LISTED RECORDS
§

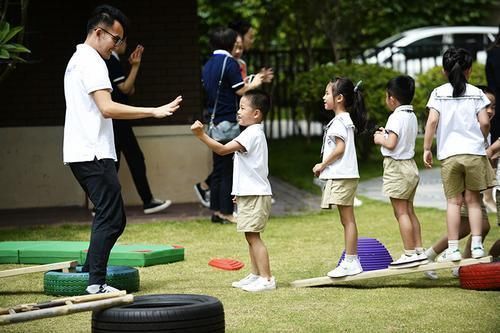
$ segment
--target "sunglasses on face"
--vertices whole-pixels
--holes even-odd
[[[108,35],[111,36],[111,39],[113,40],[113,42],[115,43],[115,46],[120,46],[122,43],[123,43],[123,38],[121,38],[120,36],[118,35],[113,35],[111,32],[107,31],[106,29],[104,28],[101,28],[101,27],[97,27],[94,29],[97,30],[97,29],[101,29],[102,31],[104,31],[105,33],[107,33]]]

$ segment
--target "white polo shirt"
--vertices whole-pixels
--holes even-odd
[[[319,175],[320,179],[359,178],[358,159],[354,145],[354,124],[348,112],[335,116],[325,129],[323,137],[323,161],[332,154],[337,146],[335,138],[345,142],[344,154],[335,162],[328,165]]]
[[[415,113],[413,113],[413,106],[398,106],[387,119],[385,129],[396,134],[398,141],[392,150],[382,146],[380,148],[382,155],[395,160],[413,158],[415,155],[415,139],[418,134],[418,122]]]
[[[432,91],[427,107],[439,112],[436,132],[438,160],[459,154],[486,155],[477,114],[490,103],[481,89],[470,84],[460,97],[453,97],[450,83]]]
[[[64,73],[66,119],[64,122],[64,163],[112,158],[116,161],[113,123],[105,119],[90,95],[97,90],[112,91],[106,63],[87,44],[80,44]]]
[[[245,147],[234,154],[232,195],[272,195],[267,179],[267,141],[262,124],[248,126],[235,139]]]

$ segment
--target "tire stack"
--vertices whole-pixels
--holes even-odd
[[[201,333],[224,330],[222,303],[206,295],[136,296],[132,304],[92,313],[92,333]]]

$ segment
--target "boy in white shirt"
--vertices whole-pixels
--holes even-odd
[[[408,268],[428,263],[422,247],[420,222],[413,209],[413,199],[419,182],[418,168],[413,159],[418,133],[417,117],[411,101],[415,81],[407,75],[387,83],[385,102],[392,114],[385,128],[373,135],[384,156],[384,193],[391,198],[394,216],[399,223],[404,253],[389,268]]]
[[[232,286],[250,292],[276,289],[267,248],[260,238],[271,211],[267,141],[261,124],[270,107],[267,93],[261,90],[247,91],[240,100],[237,114],[238,123],[246,126],[246,129],[226,144],[210,138],[203,131],[200,121],[191,125],[191,131],[216,154],[235,153],[231,194],[238,205],[237,230],[245,233],[248,242],[252,272],[242,280],[233,282]]]

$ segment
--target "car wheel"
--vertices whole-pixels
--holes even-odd
[[[460,287],[475,290],[500,289],[500,262],[460,267]]]

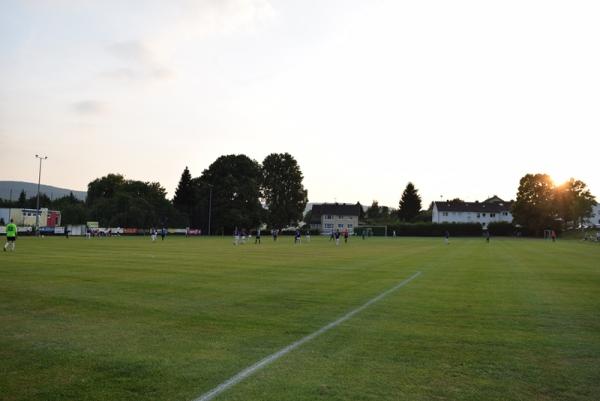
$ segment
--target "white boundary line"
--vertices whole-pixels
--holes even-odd
[[[277,359],[281,358],[282,356],[284,356],[288,352],[290,352],[290,351],[298,348],[302,344],[304,344],[306,342],[309,342],[313,338],[315,338],[315,337],[317,337],[317,336],[325,333],[328,330],[331,330],[332,328],[334,328],[335,326],[339,325],[340,323],[345,322],[346,320],[350,319],[352,316],[356,315],[357,313],[359,313],[359,312],[363,311],[364,309],[368,308],[369,306],[373,305],[375,302],[378,302],[381,299],[385,298],[387,295],[389,295],[390,293],[396,291],[400,287],[404,287],[406,284],[410,283],[412,280],[414,280],[415,278],[419,277],[420,274],[421,274],[420,271],[416,272],[415,274],[413,274],[409,278],[401,281],[400,283],[396,284],[395,286],[393,286],[389,290],[386,290],[386,291],[382,292],[381,294],[379,294],[375,298],[372,298],[371,300],[367,301],[366,303],[364,303],[363,305],[359,306],[358,308],[356,308],[356,309],[354,309],[354,310],[346,313],[344,316],[340,317],[339,319],[337,319],[337,320],[329,323],[326,326],[321,327],[319,330],[317,330],[317,331],[315,331],[315,332],[307,335],[306,337],[301,338],[300,340],[296,341],[295,343],[292,343],[292,344],[288,345],[287,347],[280,349],[279,351],[275,352],[274,354],[271,354],[271,355],[267,356],[266,358],[261,359],[260,361],[256,362],[254,365],[248,366],[246,369],[242,370],[241,372],[239,372],[235,376],[232,376],[231,378],[227,379],[226,381],[224,381],[223,383],[219,384],[217,387],[213,388],[212,390],[210,390],[210,391],[202,394],[198,398],[194,398],[193,401],[209,401],[209,400],[212,400],[213,398],[215,398],[216,396],[218,396],[219,394],[221,394],[223,391],[227,390],[230,387],[235,386],[236,384],[238,384],[239,382],[241,382],[242,380],[244,380],[248,376],[250,376],[253,373],[257,372],[258,370],[264,368],[265,366],[267,366],[271,362],[276,361]]]

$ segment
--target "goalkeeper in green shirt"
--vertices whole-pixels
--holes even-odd
[[[6,244],[4,244],[4,252],[10,248],[11,251],[15,250],[15,241],[17,240],[17,225],[13,223],[12,219],[6,226]]]

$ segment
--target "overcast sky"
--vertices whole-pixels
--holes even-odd
[[[310,201],[600,196],[598,1],[0,0],[0,179],[296,157]]]

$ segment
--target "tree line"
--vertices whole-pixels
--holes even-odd
[[[302,220],[308,202],[303,179],[289,153],[270,154],[262,164],[242,154],[225,155],[195,178],[186,167],[172,200],[158,182],[108,174],[88,184],[85,201],[73,194],[56,200],[41,194],[40,207],[60,210],[63,225],[98,221],[103,227],[193,227],[207,233],[210,220],[212,233],[262,223],[283,228]],[[23,191],[14,202],[0,200],[0,206],[33,209],[36,202]]]
[[[308,202],[303,179],[289,153],[272,153],[262,164],[246,155],[221,156],[199,177],[185,168],[173,206],[204,232],[254,229],[262,223],[283,228],[302,220]]]
[[[289,153],[270,154],[262,163],[243,154],[224,155],[195,178],[186,167],[172,200],[158,182],[108,174],[88,184],[85,201],[72,193],[57,199],[42,193],[40,207],[60,210],[63,225],[98,221],[105,227],[193,227],[205,233],[210,225],[211,233],[217,234],[263,223],[283,228],[297,225],[303,217],[310,221],[310,212],[303,216],[308,201],[303,179]],[[591,215],[595,203],[581,180],[556,185],[547,174],[526,174],[512,205],[513,223],[534,235],[574,228]],[[16,201],[0,199],[0,207],[34,209],[36,204],[37,197],[27,198],[25,191]],[[431,211],[432,205],[422,209],[419,191],[409,182],[397,209],[374,200],[366,210],[361,206],[359,220],[381,225],[431,222]]]
[[[548,174],[526,174],[513,204],[514,223],[540,235],[543,230],[577,228],[590,217],[596,198],[575,178],[555,184]]]

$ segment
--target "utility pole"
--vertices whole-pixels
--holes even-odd
[[[40,231],[40,183],[42,181],[42,160],[46,160],[48,156],[35,155],[36,159],[40,159],[40,169],[38,172],[38,188],[37,188],[37,203],[35,212],[35,229],[39,234]]]
[[[12,216],[12,188],[10,189],[10,196],[8,202],[8,221],[5,221],[5,224],[10,223],[10,216]]]
[[[210,218],[212,216],[212,184],[208,184],[208,235],[210,235]]]

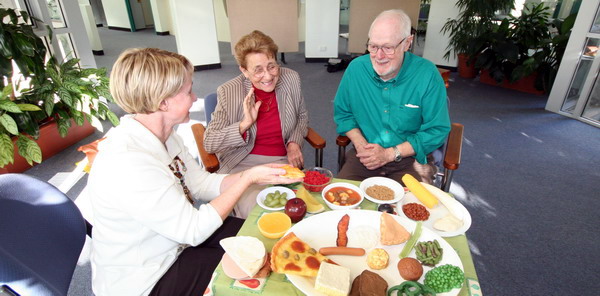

§

TASK INSTRUCTIONS
Give the listing again word for word. Skip every image.

EXERCISE RESPONSE
$ segment
--target "sunglasses on face"
--vertices whole-pixels
--holes even-odd
[[[108,35],[111,36],[111,39],[113,40],[113,42],[115,43],[115,46],[120,46],[122,43],[123,43],[123,38],[121,38],[120,36],[118,35],[113,35],[111,32],[107,31],[106,29],[104,28],[101,28],[101,27],[97,27],[94,29],[97,30],[97,29],[101,29],[102,31],[104,31],[105,33],[107,33]]]

$ segment
--target "white polo shirt"
--vertices whole-pixels
--holes even-odd
[[[319,175],[320,179],[359,178],[358,159],[354,145],[354,124],[348,112],[335,116],[325,129],[323,137],[323,161],[332,154],[337,146],[335,138],[345,142],[344,154],[335,162],[328,165]]]
[[[415,113],[413,113],[413,106],[398,106],[387,119],[385,129],[396,134],[398,141],[392,150],[382,146],[380,148],[382,155],[395,160],[413,158],[415,155],[415,139],[418,134],[418,122]]]
[[[432,91],[427,107],[439,112],[436,132],[438,160],[459,154],[486,155],[477,114],[490,103],[481,89],[470,84],[460,97],[453,97],[450,83]]]
[[[64,73],[66,119],[64,122],[64,163],[112,158],[116,161],[113,123],[105,119],[90,95],[97,90],[112,91],[106,63],[87,44],[80,44]]]
[[[245,147],[234,154],[232,195],[272,195],[267,179],[267,141],[262,124],[248,126],[235,139]]]

$ segment
--target "tire stack"
--vertices whole-pixels
--holes even-odd
[[[201,333],[224,330],[222,303],[206,295],[136,296],[132,304],[92,313],[92,333]]]

$ segment
--target "boy in white shirt"
--vertices whole-pixels
--holes even-odd
[[[408,268],[428,263],[422,247],[420,222],[413,209],[413,199],[419,182],[418,168],[413,159],[418,133],[417,117],[411,101],[415,81],[407,75],[387,83],[385,102],[392,114],[385,128],[373,135],[384,156],[384,193],[391,198],[394,216],[399,223],[404,253],[389,268]]]
[[[232,286],[250,292],[276,289],[267,248],[260,238],[271,211],[267,141],[261,124],[270,107],[267,93],[261,90],[247,91],[240,100],[237,114],[238,123],[246,126],[246,129],[226,144],[210,138],[203,131],[200,121],[191,125],[191,131],[216,154],[235,153],[231,194],[238,205],[237,230],[245,233],[248,242],[252,272],[242,280],[233,282]]]

$ segment
--target "car wheel"
--vertices whole-pixels
--holes even-odd
[[[460,287],[475,290],[500,289],[500,262],[460,267]]]

$ segment
--target "white boundary line"
--vertices whole-pixels
--holes even-odd
[[[277,359],[281,358],[282,356],[284,356],[288,352],[290,352],[290,351],[298,348],[302,344],[304,344],[306,342],[309,342],[313,338],[315,338],[315,337],[317,337],[317,336],[325,333],[328,330],[331,330],[332,328],[334,328],[335,326],[339,325],[340,323],[345,322],[346,320],[350,319],[352,316],[356,315],[357,313],[359,313],[359,312],[363,311],[364,309],[368,308],[369,306],[373,305],[375,302],[378,302],[381,299],[385,298],[387,295],[389,295],[390,293],[396,291],[400,287],[404,287],[406,284],[410,283],[412,280],[414,280],[415,278],[419,277],[420,274],[421,274],[420,271],[416,272],[415,274],[413,274],[409,278],[401,281],[400,283],[396,284],[395,286],[393,286],[389,290],[386,290],[386,291],[382,292],[381,294],[379,294],[375,298],[372,298],[371,300],[367,301],[366,303],[364,303],[363,305],[359,306],[358,308],[356,308],[356,309],[354,309],[354,310],[346,313],[344,316],[340,317],[339,319],[337,319],[337,320],[329,323],[326,326],[321,327],[319,330],[317,330],[317,331],[315,331],[315,332],[307,335],[306,337],[301,338],[300,340],[296,341],[295,343],[292,343],[292,344],[288,345],[287,347],[280,349],[279,351],[275,352],[274,354],[271,354],[271,355],[267,356],[266,358],[261,359],[260,361],[256,362],[254,365],[248,366],[246,369],[242,370],[241,372],[239,372],[235,376],[232,376],[231,378],[227,379],[226,381],[224,381],[223,383],[219,384],[217,387],[213,388],[212,390],[210,390],[210,391],[202,394],[198,398],[194,398],[193,401],[209,401],[209,400],[212,400],[213,398],[215,398],[216,396],[218,396],[219,394],[221,394],[223,391],[227,390],[230,387],[235,386],[236,384],[238,384],[239,382],[241,382],[242,380],[244,380],[248,376],[250,376],[253,373],[257,372],[258,370],[264,368],[265,366],[267,366],[271,362],[276,361]]]

$ segment
--target "goalkeeper in green shirt"
--vertices whole-pixels
--holes even-odd
[[[6,244],[4,244],[4,252],[10,248],[11,251],[15,250],[15,241],[17,240],[17,225],[13,223],[12,219],[6,226]]]

$ segment
--target "overcast sky"
--vertices whole-pixels
--holes even-odd
[[[310,201],[600,196],[598,1],[0,0],[0,179],[296,157]]]

$ segment
--target "tree line"
--vertices whole-pixels
--holes even-odd
[[[302,220],[308,202],[303,179],[289,153],[270,154],[262,164],[242,154],[225,155],[195,178],[186,167],[172,200],[158,182],[108,174],[88,184],[85,201],[73,194],[56,200],[41,194],[40,207],[60,210],[63,225],[98,221],[103,227],[193,227],[207,233],[210,220],[212,233],[262,223],[283,228]],[[23,191],[14,202],[0,200],[0,206],[33,209],[36,202]]]
[[[308,202],[303,179],[289,153],[272,153],[262,164],[246,155],[221,156],[199,177],[185,168],[173,206],[204,232],[254,229],[262,223],[283,228],[302,220]]]
[[[289,153],[270,154],[262,163],[243,154],[224,155],[195,178],[186,167],[172,200],[158,182],[108,174],[88,184],[85,201],[72,193],[57,199],[42,193],[40,207],[60,210],[63,225],[98,221],[105,227],[193,227],[205,233],[210,225],[211,233],[217,234],[263,223],[283,228],[297,225],[303,217],[310,221],[310,212],[303,216],[308,201],[303,179]],[[591,215],[595,203],[581,180],[556,185],[547,174],[526,174],[512,205],[513,223],[534,235],[574,228]],[[16,201],[0,199],[0,207],[34,209],[36,204],[37,197],[27,198],[25,191]],[[431,211],[432,205],[422,209],[419,191],[409,182],[397,209],[374,200],[366,210],[361,206],[359,220],[381,225],[431,222]]]
[[[548,174],[526,174],[513,204],[514,223],[540,235],[543,230],[577,228],[590,217],[596,198],[575,178],[555,184]]]

$ segment
--target "utility pole"
--vertices whole-pixels
--holes even-odd
[[[40,231],[40,183],[42,181],[42,160],[46,160],[48,156],[35,155],[36,159],[40,159],[40,169],[38,172],[38,188],[37,188],[37,203],[35,212],[35,229],[39,234]]]
[[[12,216],[12,188],[10,189],[10,196],[8,202],[8,221],[5,221],[5,224],[10,223],[10,216]]]
[[[210,218],[212,216],[212,184],[208,184],[208,235],[210,235]]]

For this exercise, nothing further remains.